→ SOURCE DOCUMENT:
↓↓↓
You only have to look at the subjects he’s made films about to see that’s the case: 9/11 in United 93, the war in Iraq in Green Zone, the economics of Captain Phillips. His two Bourne films were subversive commentaries on the War on Terror. “They’ve indulged me and I’m very grateful for it,” he says.

It’s rare to encounter a cutting-edge filmmaker happy with the way Hollywood operates, though I’m curious about how he felt about the decision to make The Bourne Legacy. Did he see it?

“Yes, I did see it,” he says. He takes a long pause. “That’s a little complicated for me. I’m very proud of the Bourne movies that I made. In the end, I didn’t want to make another one. So in your heart you sort of wish them well and feel gratitude for what it’s done for you. When they make one that maybe doesn’t work as well, you kind of have to just, well…” He trails off. “You want the franchise to prosper, of course you do,” he says eventually. “But the only one that’s really done it successfully is Bond, in the sense that they’ve kept it going through different eras.”

Speaking of different eras, now that we’re in the age of WikiLeaks and Edward Snowden, it seems incredible that Spycatcher, the controversial memoir Greengrass co-wrote in 1988 with former MI5 Agent Peter Wright, is out of print. “Yeah, it’s odd, isn’t it? In the last year or so I have glanced back and forth and thought, ‘This does feel very familiar.’”

He reckons that if the climate that exists now had existed back then, he’d have been jailed. “It definitely makes me feel how illiberal we’ve become. Even Margaret Thatcher felt constrained by what she could do. I’m sure she’d have loved to throw Peter Wright and anyone that supported him in jail.”

He shakes his is head. “It’s a starker world today, that’s for sure.”
↑↑↑
→ CHALLENGE A:
Return everything in the interview excerpt from "You only have" down to "Did he see it?", word for word.
The listing below this interview excerpt has no connection to it.

→ EXERCISE MATERIALS:
↓↓↓
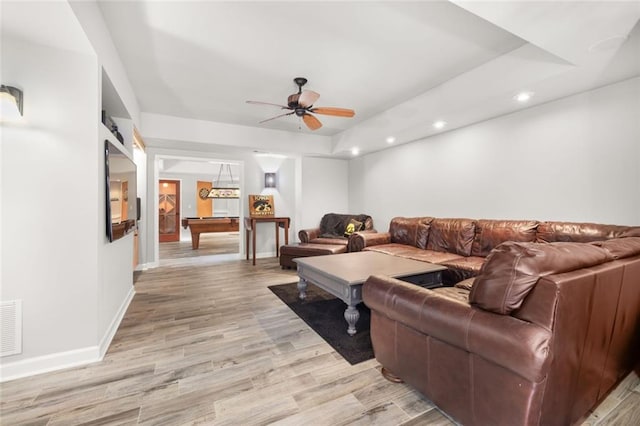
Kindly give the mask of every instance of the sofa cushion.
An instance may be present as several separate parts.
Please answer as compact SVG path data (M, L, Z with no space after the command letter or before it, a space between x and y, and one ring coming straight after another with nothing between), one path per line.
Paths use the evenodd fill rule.
M456 257L451 260L445 260L442 262L442 266L474 272L473 275L475 276L480 273L485 260L486 258L478 256Z
M608 251L614 259L637 256L640 254L640 237L613 238L591 243Z
M389 224L391 242L424 249L432 217L394 217Z
M488 311L510 314L522 305L539 277L611 259L609 252L591 244L505 242L487 256L469 301Z
M471 288L473 288L473 283L476 281L475 277L474 278L467 278L466 280L460 281L459 283L456 283L456 285L454 285L455 288L461 288L463 290L467 290L467 291L471 291ZM467 299L468 299L467 295Z
M364 227L364 223L359 222L359 221L357 221L357 220L355 220L353 218L349 219L349 222L347 222L347 226L345 226L345 228L344 228L343 236L349 237L354 232L358 232L358 231L362 230L363 227Z
M591 241L632 236L635 229L636 227L601 225L598 223L543 222L538 225L536 241L539 243L555 243L558 241L589 243Z
M311 244L329 244L329 245L342 244L346 247L347 244L349 243L349 239L341 236L330 237L329 235L327 235L326 237L320 236L319 238L313 238L307 242Z
M487 257L491 250L505 241L533 242L537 227L535 220L478 220L471 256Z
M327 213L320 220L320 236L323 238L342 237L347 223L351 219L364 223L365 229L371 229L367 228L367 226L373 225L371 217L366 214Z
M438 293L441 296L446 297L447 299L453 300L455 302L464 303L465 305L469 304L469 290L459 287L439 287L431 289Z
M474 234L471 219L434 219L429 224L427 249L469 256Z
M377 251L380 253L391 254L393 256L405 257L407 259L420 260L422 262L442 263L447 260L455 259L460 256L454 253L445 253L433 250L422 250L417 247L411 247L405 244L380 244L364 249L365 251Z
↑↑↑
→ CHALLENGE B:
Rewrite everything in the listing from its start down to the line containing "M474 234L471 219L434" as a numbered list, with both ends included, no blank lines, and the pictures left out.

→ REPLY A:
You only have to look at the subjects he’s made films about to see that’s the case: 9/11 in United 93, the war in Iraq in Green Zone, the economics of Captain Phillips. His two Bourne films were subversive commentaries on the War on Terror. “They’ve indulged me and I’m very grateful for it,” he says.

It’s rare to encounter a cutting-edge filmmaker happy with the way Hollywood operates, though I’m curious about how he felt about the decision to make The Bourne Legacy. Did he see it?

→ REPLY B:
1. Kindly give the mask of every instance of the sofa cushion.
2. An instance may be present as several separate parts.
3. Please answer as compact SVG path data (M, L, Z with no space after the command letter or before it, a space between x and y, and one ring coming straight after another with nothing between), one path per line.
4. Paths use the evenodd fill rule.
5. M456 257L451 260L445 260L442 262L442 266L474 272L473 275L475 276L480 273L485 260L486 258L478 256Z
6. M608 251L614 259L637 256L640 254L640 237L613 238L591 243Z
7. M389 224L391 242L424 249L432 217L394 217Z
8. M488 311L510 314L522 305L539 277L611 259L609 252L591 244L505 242L487 256L469 301Z
9. M471 288L473 288L473 283L476 281L475 277L474 278L467 278L466 280L460 281L459 283L456 283L456 285L454 285L455 288L461 288L463 290L467 290L467 291L471 291ZM467 299L468 299L467 295Z
10. M364 227L364 223L359 222L359 221L357 221L357 220L355 220L353 218L349 219L349 222L347 222L347 226L345 226L345 228L344 228L343 236L349 237L354 232L358 232L358 231L362 230L363 227Z
11. M591 241L632 236L635 229L636 227L601 225L598 223L543 222L538 225L536 241L539 243L555 243L558 241L589 243Z
12. M311 244L329 244L329 245L342 244L346 247L347 244L349 243L349 239L341 236L330 237L329 235L327 235L326 237L320 236L319 238L313 238L307 242Z
13. M487 257L491 250L505 241L533 242L537 227L535 220L478 220L471 256Z
14. M327 213L320 220L320 236L323 238L342 237L347 223L351 219L364 223L365 229L371 229L367 228L367 226L373 225L371 217L366 214Z
15. M438 293L441 296L446 297L447 299L453 300L455 302L464 303L465 305L469 304L469 290L459 287L439 287L431 289Z
16. M474 234L471 219L434 219L429 224L427 249L469 256Z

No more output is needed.